А.Н. Болдырев 12 февраля 1942 года смог записать: «Когда ушел он <Франковский> – неизвестно, известно лишь, что около 12 ч. в ночь с 31-го на 1-е февраля он шел по Литейному на угол Кирочной и ощутил такой упадок сил, что вынужден был отказаться от мысли дойти до дому. Он свернул на Кирочную, чтобы искать приюта у Энгельгартов (дом Анненшуле), но по лестнице подняться уже не мог. Упросил кого-то из прохожих подняться до квартиры Энг<ельгар>та, известить их. Было 12 ч. В этот момент как раз испустил дух на руках у жены сам Энгельгарт. Она, больная, температура 39, крупозное воспаление легких, сползла вниз (прохожие отказались помочь) и втащила А. А., уложила его на „еще теплый диван Энгельгарта“. Там он лежал и там умер 3-го утром. Жена Энгельгарта кого-то просила передать, чтобы зашли к ней знакомые его, узнать обо всём. Сразу они не смогли, а когда зашли, числа 7-го, 8-го, обнаружили, что жена Энг<ельгар>та тоже умерла накануне. По-видимому, перед смертью ей удалось отправить в морг Дзержинского района тела Энгельгарта и Франковского вместе, на одних санках».

Так что, с чувством вкушая с Прустом похожее на морскую ракушку печенье «мадлен», размоченное в теплом чае, не забывай, читатель, и о 125 граммах блокадного черного хлеба, похожего на полкуска хозяйственного мыла…

Стоп-машина времени
ПРУСТ «Под сенью девушек в цвету»

Марсель Пруст (1871–1922) завершитель и новатор одновременно. Из маменькиного сынка и богатого дилетанта этот сноб, сибарит и гедонист сумел превратиться в героя труда, автора семитомной эпопеи «В поисках утраченного времени». Это две с половиной тысячи страниц плотного текста, интеллектуальной арабески современной Шехерезады для утонченных ценителей словесности.

Писатель скормил своему труду не только собственную жизнь со всеми потрохами, не только похоронил с почестями «эпоху экипажей» Третьей республики во Франции вместе с пышным и болезненным цветением культуры fin de siècle, не пережившей Великой войны (как и сам автор, по существу), но также подвел черту под пятисотлетним великолепием французской классической литературы, заложив один из краеугольных камней литературы модернизма ХХ века. Зачем он это сделал, и как ему это удалось? Хороший вопрос.

Наверное, потому что его перестали устраивать ответы на вызовы жизни даже его прежних кумиров – Анатоля Франса, перед которым он преклонялся, теоретика прерафаэлитов Рёскина, которого он переводил с английского, и крупнейших английских, французских и русских романистов, которых принято считать реалистами. Неореализма захотелось Прусту, пересмотра реалистической конвенции, существовавшей доктринально и по умолчанию между писателем и читателем. И он отдался потоку сознания, только не такому хаотичному, как у Джойса, а в духе французской традиции – эссеистическому и рассудительно-импрессионистскому. Как-никак Франция страна рационально мысливших философов и моралистов и лучших мемуаристов и живописцев последних столетий, родина изощренного остроумия и жанра эссе в литературе.

*-*-*

## Условие задачи
Продолжите очерк о Марселе Прусте, начав сразу после его последнего предложения. Строки, приведенные далее, для работы не нужны.

*-*-*

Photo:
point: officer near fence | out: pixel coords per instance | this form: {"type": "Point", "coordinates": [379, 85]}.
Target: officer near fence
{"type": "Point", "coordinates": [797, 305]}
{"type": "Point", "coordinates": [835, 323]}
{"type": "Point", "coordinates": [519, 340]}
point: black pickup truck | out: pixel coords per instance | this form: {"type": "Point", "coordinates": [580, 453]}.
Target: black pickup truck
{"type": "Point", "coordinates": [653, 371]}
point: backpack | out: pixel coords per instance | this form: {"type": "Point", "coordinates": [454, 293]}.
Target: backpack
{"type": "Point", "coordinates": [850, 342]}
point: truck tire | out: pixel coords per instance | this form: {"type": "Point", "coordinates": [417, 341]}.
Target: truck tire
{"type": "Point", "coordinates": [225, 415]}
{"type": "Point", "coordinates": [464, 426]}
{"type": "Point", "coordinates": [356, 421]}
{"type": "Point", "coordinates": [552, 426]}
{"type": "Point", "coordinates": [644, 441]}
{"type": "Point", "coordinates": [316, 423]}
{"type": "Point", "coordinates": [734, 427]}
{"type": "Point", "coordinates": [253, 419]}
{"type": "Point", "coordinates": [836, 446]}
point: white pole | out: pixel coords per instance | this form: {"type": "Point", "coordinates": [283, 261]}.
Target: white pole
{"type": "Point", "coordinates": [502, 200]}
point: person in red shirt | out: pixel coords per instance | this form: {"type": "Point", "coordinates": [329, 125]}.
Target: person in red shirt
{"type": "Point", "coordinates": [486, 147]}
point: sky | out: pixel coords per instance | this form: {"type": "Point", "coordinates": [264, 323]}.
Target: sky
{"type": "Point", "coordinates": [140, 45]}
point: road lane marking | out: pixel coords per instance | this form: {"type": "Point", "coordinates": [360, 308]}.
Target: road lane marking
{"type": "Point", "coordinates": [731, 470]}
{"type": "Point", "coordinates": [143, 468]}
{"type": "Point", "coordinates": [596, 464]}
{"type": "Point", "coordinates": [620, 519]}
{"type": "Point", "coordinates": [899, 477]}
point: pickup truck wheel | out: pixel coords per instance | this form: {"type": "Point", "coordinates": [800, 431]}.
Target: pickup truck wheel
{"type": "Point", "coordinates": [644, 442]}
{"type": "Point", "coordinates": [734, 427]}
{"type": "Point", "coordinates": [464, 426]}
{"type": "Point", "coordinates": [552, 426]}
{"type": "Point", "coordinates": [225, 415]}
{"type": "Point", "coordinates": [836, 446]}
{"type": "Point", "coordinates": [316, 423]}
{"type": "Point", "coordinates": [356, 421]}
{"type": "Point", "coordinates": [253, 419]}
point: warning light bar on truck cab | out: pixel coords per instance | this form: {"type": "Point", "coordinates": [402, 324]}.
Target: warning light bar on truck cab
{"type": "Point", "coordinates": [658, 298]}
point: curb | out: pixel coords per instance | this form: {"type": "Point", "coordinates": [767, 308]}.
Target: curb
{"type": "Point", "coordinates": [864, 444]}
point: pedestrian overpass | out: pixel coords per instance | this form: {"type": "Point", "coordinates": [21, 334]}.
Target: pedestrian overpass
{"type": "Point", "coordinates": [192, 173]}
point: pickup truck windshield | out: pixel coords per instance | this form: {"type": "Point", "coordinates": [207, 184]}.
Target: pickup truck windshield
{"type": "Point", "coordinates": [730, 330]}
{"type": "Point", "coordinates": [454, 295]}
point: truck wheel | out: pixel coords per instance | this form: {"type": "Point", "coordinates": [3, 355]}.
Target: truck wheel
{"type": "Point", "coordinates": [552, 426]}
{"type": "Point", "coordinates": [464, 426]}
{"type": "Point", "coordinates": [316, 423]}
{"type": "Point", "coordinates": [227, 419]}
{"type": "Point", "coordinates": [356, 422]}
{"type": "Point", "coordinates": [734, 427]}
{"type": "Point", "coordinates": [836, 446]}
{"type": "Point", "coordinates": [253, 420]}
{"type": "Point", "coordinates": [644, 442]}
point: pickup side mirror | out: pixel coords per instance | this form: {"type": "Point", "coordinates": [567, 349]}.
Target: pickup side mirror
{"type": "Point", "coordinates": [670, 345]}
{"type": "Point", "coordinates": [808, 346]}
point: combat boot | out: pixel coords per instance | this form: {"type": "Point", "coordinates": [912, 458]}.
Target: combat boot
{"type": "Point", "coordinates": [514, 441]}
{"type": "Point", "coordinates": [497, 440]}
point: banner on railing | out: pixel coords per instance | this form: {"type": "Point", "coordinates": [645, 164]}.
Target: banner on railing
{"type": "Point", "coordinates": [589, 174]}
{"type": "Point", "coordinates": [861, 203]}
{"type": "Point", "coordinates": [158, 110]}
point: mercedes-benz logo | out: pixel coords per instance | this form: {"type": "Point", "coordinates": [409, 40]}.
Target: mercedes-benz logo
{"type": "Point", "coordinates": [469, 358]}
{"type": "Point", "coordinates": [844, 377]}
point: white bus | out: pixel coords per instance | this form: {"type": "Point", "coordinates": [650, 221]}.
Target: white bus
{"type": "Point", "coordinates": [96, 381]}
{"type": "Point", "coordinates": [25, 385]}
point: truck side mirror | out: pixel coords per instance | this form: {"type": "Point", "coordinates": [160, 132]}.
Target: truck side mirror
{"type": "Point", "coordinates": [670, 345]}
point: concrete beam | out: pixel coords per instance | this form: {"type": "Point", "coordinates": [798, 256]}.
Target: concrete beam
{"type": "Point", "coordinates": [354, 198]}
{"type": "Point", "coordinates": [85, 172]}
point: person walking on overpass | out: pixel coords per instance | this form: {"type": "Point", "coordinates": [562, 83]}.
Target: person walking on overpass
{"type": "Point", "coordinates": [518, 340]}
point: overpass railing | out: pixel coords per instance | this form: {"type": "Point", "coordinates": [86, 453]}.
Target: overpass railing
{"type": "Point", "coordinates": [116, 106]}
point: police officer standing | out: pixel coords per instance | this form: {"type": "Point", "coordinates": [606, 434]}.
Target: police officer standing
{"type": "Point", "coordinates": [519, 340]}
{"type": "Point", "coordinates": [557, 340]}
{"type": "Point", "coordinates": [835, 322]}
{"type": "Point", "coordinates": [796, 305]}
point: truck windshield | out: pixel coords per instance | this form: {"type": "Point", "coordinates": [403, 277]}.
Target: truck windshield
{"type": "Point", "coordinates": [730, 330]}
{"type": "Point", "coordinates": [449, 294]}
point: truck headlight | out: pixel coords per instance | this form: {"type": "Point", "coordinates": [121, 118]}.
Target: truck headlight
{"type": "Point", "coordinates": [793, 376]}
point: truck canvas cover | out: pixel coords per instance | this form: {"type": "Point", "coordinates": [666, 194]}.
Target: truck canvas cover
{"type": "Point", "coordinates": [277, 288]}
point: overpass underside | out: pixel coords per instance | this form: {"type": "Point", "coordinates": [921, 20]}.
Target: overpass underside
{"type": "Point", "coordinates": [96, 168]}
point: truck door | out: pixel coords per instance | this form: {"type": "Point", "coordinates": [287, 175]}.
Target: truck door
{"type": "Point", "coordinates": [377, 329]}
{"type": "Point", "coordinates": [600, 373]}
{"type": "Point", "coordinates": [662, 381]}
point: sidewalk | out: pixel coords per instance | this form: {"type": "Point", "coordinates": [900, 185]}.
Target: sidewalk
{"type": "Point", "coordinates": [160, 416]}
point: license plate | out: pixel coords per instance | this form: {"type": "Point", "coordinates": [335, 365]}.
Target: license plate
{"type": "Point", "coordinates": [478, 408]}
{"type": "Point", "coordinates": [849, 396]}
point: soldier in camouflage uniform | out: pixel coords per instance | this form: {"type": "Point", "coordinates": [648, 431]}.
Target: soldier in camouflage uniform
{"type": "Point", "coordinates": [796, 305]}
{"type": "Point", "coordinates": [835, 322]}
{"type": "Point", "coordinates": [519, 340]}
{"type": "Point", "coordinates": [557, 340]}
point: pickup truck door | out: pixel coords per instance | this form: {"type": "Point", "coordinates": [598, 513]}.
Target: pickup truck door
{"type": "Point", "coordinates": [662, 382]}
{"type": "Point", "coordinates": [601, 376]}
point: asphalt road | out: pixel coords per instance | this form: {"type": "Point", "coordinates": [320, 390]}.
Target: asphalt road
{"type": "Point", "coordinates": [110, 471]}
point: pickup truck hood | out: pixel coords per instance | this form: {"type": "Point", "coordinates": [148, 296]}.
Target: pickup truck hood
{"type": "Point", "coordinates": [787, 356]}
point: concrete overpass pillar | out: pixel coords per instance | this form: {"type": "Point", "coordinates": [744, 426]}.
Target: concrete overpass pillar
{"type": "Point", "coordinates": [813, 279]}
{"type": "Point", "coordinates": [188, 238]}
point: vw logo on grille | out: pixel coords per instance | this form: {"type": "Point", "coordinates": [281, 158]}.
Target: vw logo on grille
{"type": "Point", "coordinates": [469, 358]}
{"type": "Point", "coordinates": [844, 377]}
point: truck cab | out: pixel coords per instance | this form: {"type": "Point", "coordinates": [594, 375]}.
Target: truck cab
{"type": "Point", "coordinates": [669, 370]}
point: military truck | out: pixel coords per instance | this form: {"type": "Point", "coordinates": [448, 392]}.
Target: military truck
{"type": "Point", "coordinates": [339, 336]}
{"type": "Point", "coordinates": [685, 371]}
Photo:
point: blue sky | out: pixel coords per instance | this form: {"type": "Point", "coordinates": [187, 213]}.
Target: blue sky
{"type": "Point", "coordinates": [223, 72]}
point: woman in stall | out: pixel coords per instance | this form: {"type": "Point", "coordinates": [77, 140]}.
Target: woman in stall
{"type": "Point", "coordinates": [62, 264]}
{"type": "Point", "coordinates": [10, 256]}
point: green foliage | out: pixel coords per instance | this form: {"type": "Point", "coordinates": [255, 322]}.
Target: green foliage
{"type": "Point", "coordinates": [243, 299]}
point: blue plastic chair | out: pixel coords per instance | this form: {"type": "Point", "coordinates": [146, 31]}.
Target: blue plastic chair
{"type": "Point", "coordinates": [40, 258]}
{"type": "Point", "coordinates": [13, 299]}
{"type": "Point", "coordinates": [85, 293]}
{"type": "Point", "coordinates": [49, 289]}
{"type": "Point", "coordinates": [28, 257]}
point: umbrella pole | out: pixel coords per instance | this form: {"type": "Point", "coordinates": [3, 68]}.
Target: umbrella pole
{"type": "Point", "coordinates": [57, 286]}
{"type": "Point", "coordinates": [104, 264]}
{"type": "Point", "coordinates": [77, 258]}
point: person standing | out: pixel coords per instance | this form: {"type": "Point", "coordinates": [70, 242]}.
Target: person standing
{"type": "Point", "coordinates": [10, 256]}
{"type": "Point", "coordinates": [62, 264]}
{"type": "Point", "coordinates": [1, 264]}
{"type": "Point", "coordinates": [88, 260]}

*-*-*

## Ответ к заданию
Этому способствовало и происхождение Пруста, этническое и классовое. В книге Андре Моруа «В поисках Марселя Пруста» специфика первого определяется так: «Монтень, Пруст, Бергсон вносят в нашу богатую и сложную литературу то, что можно было бы назвать франко-семитской сдвоенностью». А специфику его классового самочувствия сочувственно и язвительно определил выходец из того же сословия и отщепенец Осип Мандельштам в своей «Четвертой прозе»: «Буржуа, конечно, невиннее пролетария, ближе к утробному миру, к младенцу, котенку, ангелу, херувиму. В России очень мало невинных буржуа, и это плохо влияет на пищеварение подлинных революционеров. Надо сохранить буржуазию в ее невинном облике, надо занять ее самодеятельными играми, баюкать на пульмановских рессорах, заворачивать в конверты белоснежного железнодорожного сна». У Пруста прожить в тепличных условиях и в «умственных радостях» в значительной мере получилось, в отличие от нашего Мандельштама.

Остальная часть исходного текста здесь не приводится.